**Tasks to perform:**
1) How much VRAM does the full dev model need at default precision for comfortable operation, according to the low-VRAM guide?
2) In the records, set out as a numbered list every line from the one containing "the firefighter boot" through the end of the records, leaving out blank lines.

**Selected text:**
How to Run a Video Generation Model Locally: A Low VRAM Guide

Set up local AI video generation on consumer GPUs. Covers VRAM tiers, pipeline selection, FP8 quantization, and ComfyUI workflows.

LTX Team

May 19, 2026

Start Now

Table of Contents:

Key Takeaways:

Local LTX-2.3 video generation requires CUDA 13+ and an Nvidia GPU, with the distilled model (DistilledPipeline) as the recommended starting point for hardware under 80GB VRAM due to its 8-step inference and lower memory footprint than the dev checkpoint.
FP8 quantization (fp8-cast for all GPUs, fp8-scaled-mm for Hopper) is the primary lever for reducing VRAM usage, enabling the distilled model to run on 16-24GB consumer GPUs — always set PYTORCH_CUDA_ALLOC_CONF=expandable_segments:True before any pipeline run.
Use the incremental scaling approach: validate at minimum settings first (low resolution, 49 frames, fp8-cast), then increase resolution and frame count one step at a time to find the highest stable configuration for your hardware.

Running AI video generation locally gives you full control over your workflow, no API costs, and no rate limits. The trade-off is hardware: video generation models are memory-intensive, and running them on consumer hardware requires navigating VRAM constraints, optimization settings, and the right pipeline choices.

This guide covers how to set up local AI video generation using LTX-2.3, an open source DiT-based model with multiple pipeline variants optimized for different hardware tiers. It focuses specifically on low-VRAM scenarios, including quantization options and the distilled model for faster, lighter inference.

Prerequisites

Hardware Requirements

LTX-2.3 requires CUDA 13+ and targets Nvidia GPUs. The full dev model at default precision requires 80GB+ VRAM for comfortable operation. For lower-VRAM GPUs:

• 32GB VRAM: Run the dev model with FP8 quantization enabled

• 16-24GB VRAM: Run the distilled model with FP8 quantization, single IC-LoRA groups

• 8-12GB VRAM: Run the distilled model at reduced resolution with aggressive memory optimizations

Community members have explored running LTX-2.3 on GPUs with less VRAM (24GB cards like the RTX 4090) with specific settings. The incremental approach below walks through how to find stable settings for your hardware.

Software Dependencies

LTX-2.3 requires CUDA 13+ and runs on Python via uv for dependency management. Linux is the primary supported environment. Windows and macOS are not officially supported but community workarounds exist.

**Provided data:**
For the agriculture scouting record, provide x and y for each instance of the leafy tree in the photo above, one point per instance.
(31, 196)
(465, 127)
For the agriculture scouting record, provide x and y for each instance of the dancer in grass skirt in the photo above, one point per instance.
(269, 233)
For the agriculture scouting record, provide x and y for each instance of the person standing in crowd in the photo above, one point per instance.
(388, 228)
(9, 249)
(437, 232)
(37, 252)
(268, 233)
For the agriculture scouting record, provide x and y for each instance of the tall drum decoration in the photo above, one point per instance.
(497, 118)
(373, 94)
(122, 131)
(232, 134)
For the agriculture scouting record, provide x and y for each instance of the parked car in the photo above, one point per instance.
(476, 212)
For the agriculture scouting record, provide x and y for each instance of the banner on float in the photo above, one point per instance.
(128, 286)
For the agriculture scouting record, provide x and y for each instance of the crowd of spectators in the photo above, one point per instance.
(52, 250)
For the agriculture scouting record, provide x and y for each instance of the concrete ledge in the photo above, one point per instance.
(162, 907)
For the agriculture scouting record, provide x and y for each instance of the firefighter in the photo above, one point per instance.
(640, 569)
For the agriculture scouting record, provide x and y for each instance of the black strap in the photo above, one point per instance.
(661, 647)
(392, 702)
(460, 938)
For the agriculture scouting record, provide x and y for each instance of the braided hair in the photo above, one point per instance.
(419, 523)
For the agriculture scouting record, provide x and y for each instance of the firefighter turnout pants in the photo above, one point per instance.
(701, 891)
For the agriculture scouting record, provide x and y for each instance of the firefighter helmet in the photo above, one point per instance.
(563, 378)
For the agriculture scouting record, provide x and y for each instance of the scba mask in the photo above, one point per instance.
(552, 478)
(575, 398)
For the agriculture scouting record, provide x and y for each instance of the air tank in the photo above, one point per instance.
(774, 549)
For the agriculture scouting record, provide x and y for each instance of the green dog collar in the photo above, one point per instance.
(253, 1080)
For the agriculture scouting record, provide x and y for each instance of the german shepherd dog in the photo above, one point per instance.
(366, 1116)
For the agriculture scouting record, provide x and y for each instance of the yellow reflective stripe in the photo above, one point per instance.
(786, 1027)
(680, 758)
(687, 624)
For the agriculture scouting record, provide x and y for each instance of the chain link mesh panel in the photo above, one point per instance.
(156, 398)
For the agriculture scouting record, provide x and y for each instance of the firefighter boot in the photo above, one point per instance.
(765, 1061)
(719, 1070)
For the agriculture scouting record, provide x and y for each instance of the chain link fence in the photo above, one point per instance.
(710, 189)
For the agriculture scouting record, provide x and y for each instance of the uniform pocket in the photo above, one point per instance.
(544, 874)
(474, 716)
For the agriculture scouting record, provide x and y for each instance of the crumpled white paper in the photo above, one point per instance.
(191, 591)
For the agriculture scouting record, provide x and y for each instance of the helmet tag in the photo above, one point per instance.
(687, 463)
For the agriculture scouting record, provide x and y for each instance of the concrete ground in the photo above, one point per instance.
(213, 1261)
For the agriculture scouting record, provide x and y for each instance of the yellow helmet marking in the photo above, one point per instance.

**Answer list:**
1) 80GB+ VRAM.

2)
1. For the agriculture scouting record, provide x and y for each instance of the firefighter boot in the photo above, one point per instance.
2. (765, 1061)
3. (719, 1070)
4. For the agriculture scouting record, provide x and y for each instance of the chain link fence in the photo above, one point per instance.
5. (710, 189)
6. For the agriculture scouting record, provide x and y for each instance of the uniform pocket in the photo above, one point per instance.
7. (544, 874)
8. (474, 716)
9. For the agriculture scouting record, provide x and y for each instance of the crumpled white paper in the photo above, one point per instance.
10. (191, 591)
11. For the agriculture scouting record, provide x and y for each instance of the helmet tag in the photo above, one point per instance.
12. (687, 463)
13. For the agriculture scouting record, provide x and y for each instance of the concrete ground in the photo above, one point per instance.
14. (213, 1261)
15. For the agriculture scouting record, provide x and y for each instance of the yellow helmet marking in the photo above, one point per instance.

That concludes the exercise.